__Direction__: Write out the part of the passage below on Sabina's wartime life that begins at the words "Then Sabina received" and stops after "in the woods.", with no changes.

__Selected passage__:
________________________________________

One of the four children of Sarah (née Trylerer) and shopkeeper Abraham Najfeld, she and the family were moved, after the Nazi invasion, into the Warsaw Ghetto, where her parents died of typhus. Sabina also had typhus but she recovered, whereupon she had a vivid image of her mother standing at her bed, saying: “You will survive.” Dream or hallucination, her mother’s words came true.

Her wartime experiences led Sabina, who has died aged 95, to become a Holocaust educator with the Holocaust Memorial Day Trust (HMDT). Her mission: to warn against the dangers of hatred and bigotry. Last year, she received a British Empire Medal for services to education.

Flashback to the Second World War: the 20-year-old, starving orphan of the Warsaw Ghetto escaped with her younger brother David, walking past bodies covered with newspaper, hiding her yellow armband under her raincoat. They reached an aunt in the country but heard nothing of the fate of their older sister Ester, who attempted to cross the Russian border, nor of her oldest brother Chaim, who remained in the ghetto.

Sabina found work with other Jewish girls on a neighbouring farm, ever aware of trucks seeking escaping Jews. A friendly overseer alerted them: “I don’t want to see you dead. Run to the woods”. Amid several acts of kindness that she would remember all her life, a villager showed her a hiding hole dug by the departing Partisans. It was the winter of 1942-3 and she and another girl, Ruszka, clambered down into a space barely big enough to lie down in.

Then Sabina received a postcard from Ester via her aunt in Sokolow. “I am on the train,” it read. “I don’t know where I am being taken to. Please God you will survive and I hope someone will pick up the card and send it to you.” Even though Sabina heard nothing more from Ester, it was of some consolation that, in another act of kindness, someone had stamped it and sent it to her. She put the postcard and home photographs in a small bag – but it was stolen from her hole in the woods.

________________________________________

__Information provided__:
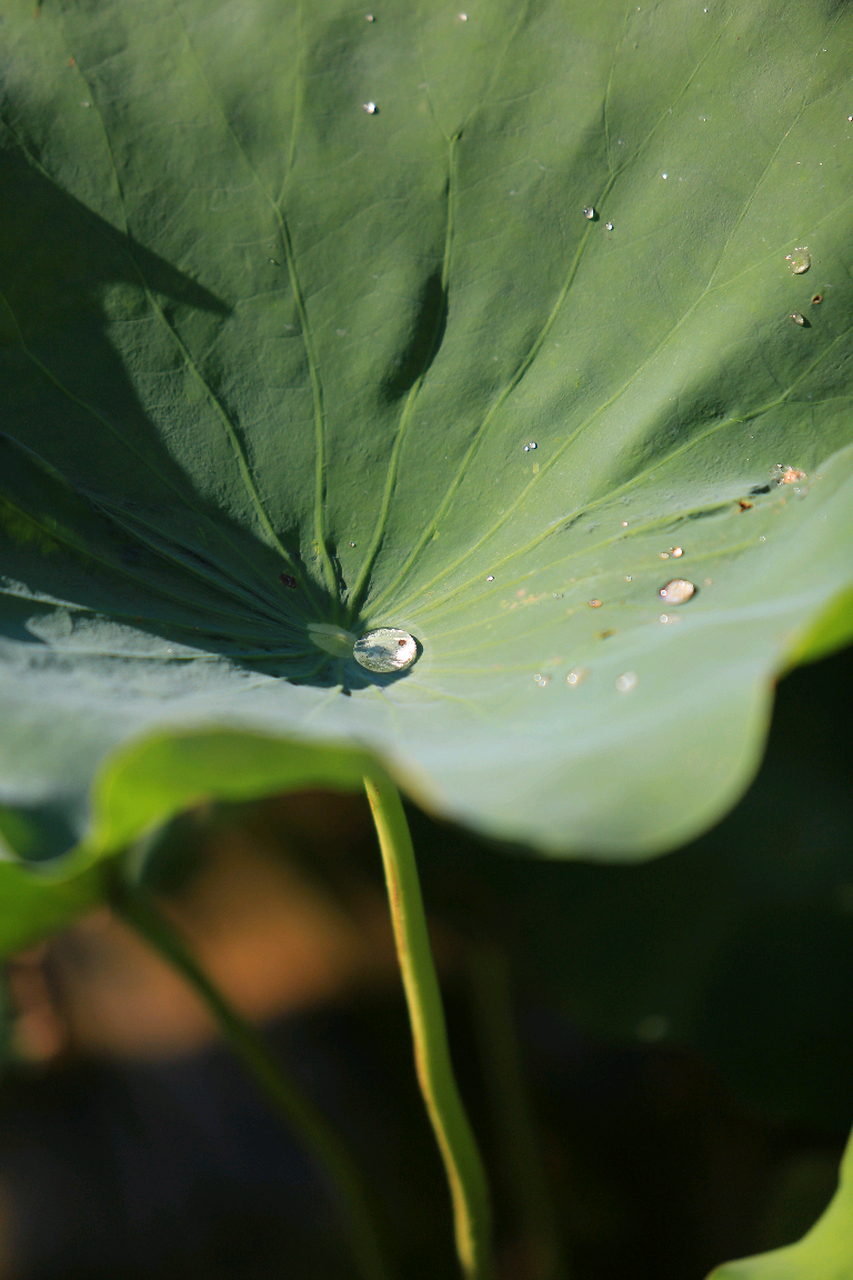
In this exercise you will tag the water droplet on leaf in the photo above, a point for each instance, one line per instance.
(678, 590)
(386, 649)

________________________________________

__Answer to the problem__:
Then Sabina received a postcard from Ester via her aunt in Sokolow. “I am on the train,” it read. “I don’t know where I am being taken to. Please God you will survive and I hope someone will pick up the card and send it to you.” Even though Sabina heard nothing more from Ester, it was of some consolation that, in another act of kindness, someone had stamped it and sent it to her. She put the postcard and home photographs in a small bag – but it was stolen from her hole in the woods.